_Written problem_.
Rewrite the records below, putting "Locate" in place of each "Extract" and keeping everything else the same. Leave the pictures out.

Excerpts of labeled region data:

********

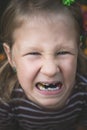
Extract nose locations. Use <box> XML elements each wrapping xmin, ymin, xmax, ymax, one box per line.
<box><xmin>41</xmin><ymin>59</ymin><xmax>60</xmax><ymax>77</ymax></box>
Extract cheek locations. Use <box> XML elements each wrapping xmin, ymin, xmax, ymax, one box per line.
<box><xmin>17</xmin><ymin>61</ymin><xmax>40</xmax><ymax>81</ymax></box>
<box><xmin>59</xmin><ymin>58</ymin><xmax>77</xmax><ymax>83</ymax></box>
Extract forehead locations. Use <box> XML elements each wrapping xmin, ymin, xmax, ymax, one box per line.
<box><xmin>13</xmin><ymin>12</ymin><xmax>77</xmax><ymax>49</ymax></box>
<box><xmin>14</xmin><ymin>12</ymin><xmax>78</xmax><ymax>33</ymax></box>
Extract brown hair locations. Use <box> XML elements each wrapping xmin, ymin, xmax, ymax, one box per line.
<box><xmin>0</xmin><ymin>0</ymin><xmax>82</xmax><ymax>100</ymax></box>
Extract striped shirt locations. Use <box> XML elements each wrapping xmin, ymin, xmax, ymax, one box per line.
<box><xmin>0</xmin><ymin>74</ymin><xmax>87</xmax><ymax>130</ymax></box>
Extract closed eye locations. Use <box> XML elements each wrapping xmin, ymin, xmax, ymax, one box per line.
<box><xmin>28</xmin><ymin>52</ymin><xmax>40</xmax><ymax>55</ymax></box>
<box><xmin>57</xmin><ymin>51</ymin><xmax>71</xmax><ymax>55</ymax></box>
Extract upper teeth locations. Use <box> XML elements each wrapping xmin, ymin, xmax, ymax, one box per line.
<box><xmin>37</xmin><ymin>83</ymin><xmax>60</xmax><ymax>91</ymax></box>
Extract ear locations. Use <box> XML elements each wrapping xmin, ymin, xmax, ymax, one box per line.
<box><xmin>3</xmin><ymin>43</ymin><xmax>13</xmax><ymax>66</ymax></box>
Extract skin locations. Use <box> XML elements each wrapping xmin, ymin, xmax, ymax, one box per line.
<box><xmin>4</xmin><ymin>15</ymin><xmax>78</xmax><ymax>109</ymax></box>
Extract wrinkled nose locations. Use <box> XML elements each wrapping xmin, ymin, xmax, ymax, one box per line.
<box><xmin>41</xmin><ymin>60</ymin><xmax>60</xmax><ymax>77</ymax></box>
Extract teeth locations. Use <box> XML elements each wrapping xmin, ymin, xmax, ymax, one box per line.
<box><xmin>36</xmin><ymin>83</ymin><xmax>62</xmax><ymax>91</ymax></box>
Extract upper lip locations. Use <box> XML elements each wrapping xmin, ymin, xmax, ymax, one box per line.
<box><xmin>37</xmin><ymin>80</ymin><xmax>62</xmax><ymax>84</ymax></box>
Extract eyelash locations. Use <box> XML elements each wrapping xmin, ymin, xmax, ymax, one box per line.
<box><xmin>57</xmin><ymin>51</ymin><xmax>70</xmax><ymax>55</ymax></box>
<box><xmin>26</xmin><ymin>52</ymin><xmax>40</xmax><ymax>55</ymax></box>
<box><xmin>26</xmin><ymin>51</ymin><xmax>70</xmax><ymax>55</ymax></box>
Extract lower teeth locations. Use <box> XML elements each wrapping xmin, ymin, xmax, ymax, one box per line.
<box><xmin>36</xmin><ymin>83</ymin><xmax>61</xmax><ymax>91</ymax></box>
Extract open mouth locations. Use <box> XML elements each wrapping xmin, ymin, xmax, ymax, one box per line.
<box><xmin>36</xmin><ymin>82</ymin><xmax>62</xmax><ymax>91</ymax></box>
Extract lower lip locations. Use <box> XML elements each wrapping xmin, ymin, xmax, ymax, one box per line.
<box><xmin>35</xmin><ymin>87</ymin><xmax>63</xmax><ymax>95</ymax></box>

********

_Expected answer_.
Locate nose locations. Use <box> XML elements each wrapping xmin, ymin, xmax, ymax, one box per line.
<box><xmin>41</xmin><ymin>59</ymin><xmax>60</xmax><ymax>77</ymax></box>
Locate cheek locations. Use <box> XML elements each wrapping xmin, ymin, xmax, ymax, one box per line.
<box><xmin>17</xmin><ymin>61</ymin><xmax>40</xmax><ymax>81</ymax></box>
<box><xmin>59</xmin><ymin>58</ymin><xmax>77</xmax><ymax>83</ymax></box>
Locate forehead locations. Use <box> XML elements each wrapping xmin, ymin, xmax, ymax, one box per line.
<box><xmin>13</xmin><ymin>12</ymin><xmax>77</xmax><ymax>49</ymax></box>
<box><xmin>14</xmin><ymin>12</ymin><xmax>78</xmax><ymax>33</ymax></box>
Locate brown hair locations. Use <box> XML elements each wrapping xmin, ymin, xmax, ymax, one box per line.
<box><xmin>0</xmin><ymin>0</ymin><xmax>82</xmax><ymax>100</ymax></box>
Locate striped shirt locations. Use <box> XML elements each wrapping xmin, ymin, xmax, ymax, one box per line.
<box><xmin>0</xmin><ymin>74</ymin><xmax>87</xmax><ymax>130</ymax></box>
Locate closed eye locations. Use <box> XML elements each wrapping xmin, ymin, xmax, ymax, one box per line.
<box><xmin>28</xmin><ymin>52</ymin><xmax>40</xmax><ymax>55</ymax></box>
<box><xmin>57</xmin><ymin>51</ymin><xmax>71</xmax><ymax>55</ymax></box>
Locate upper teeth locations. Use <box> XML elements each wrapping xmin, ymin, xmax, ymax, one box per line.
<box><xmin>37</xmin><ymin>83</ymin><xmax>60</xmax><ymax>91</ymax></box>
Locate ear locations. Use <box> XML elements each wrapping xmin, ymin, xmax, ymax, one box per line.
<box><xmin>3</xmin><ymin>43</ymin><xmax>13</xmax><ymax>66</ymax></box>
Locate skin locations. Use <box> XML elements each wrapping xmin, ymin, xmax, ymax, one box per line.
<box><xmin>4</xmin><ymin>15</ymin><xmax>78</xmax><ymax>109</ymax></box>
Locate wrinkled nose locations. Use <box> XML elements each wrapping xmin, ymin, xmax, ymax, one box per line.
<box><xmin>41</xmin><ymin>60</ymin><xmax>60</xmax><ymax>77</ymax></box>
Locate teeth locations. Use <box> XML elements each wrapping xmin, ymin, xmax, ymax, one box per line.
<box><xmin>36</xmin><ymin>83</ymin><xmax>62</xmax><ymax>91</ymax></box>
Locate upper lip locations. Use <box> XML elements each wrapping xmin, ymin, xmax, ymax, one box per line.
<box><xmin>37</xmin><ymin>80</ymin><xmax>62</xmax><ymax>84</ymax></box>
Locate eyelash locations. Use <box> XML elements each wrapping xmin, ymin, xmax, ymax, one box per line.
<box><xmin>57</xmin><ymin>51</ymin><xmax>70</xmax><ymax>55</ymax></box>
<box><xmin>26</xmin><ymin>52</ymin><xmax>40</xmax><ymax>55</ymax></box>
<box><xmin>26</xmin><ymin>51</ymin><xmax>70</xmax><ymax>55</ymax></box>
Locate lower teeth locations. Use <box> XML elements each wrapping xmin, ymin, xmax, ymax, one box per line.
<box><xmin>36</xmin><ymin>83</ymin><xmax>61</xmax><ymax>91</ymax></box>
Locate open mouth locations. Use <box> XML elements each wrapping xmin, ymin, xmax, ymax, one box per line.
<box><xmin>36</xmin><ymin>82</ymin><xmax>62</xmax><ymax>91</ymax></box>
Locate lower lip locations. Use <box> XML elements each wrapping xmin, ymin, xmax, ymax, one box per line.
<box><xmin>35</xmin><ymin>87</ymin><xmax>63</xmax><ymax>95</ymax></box>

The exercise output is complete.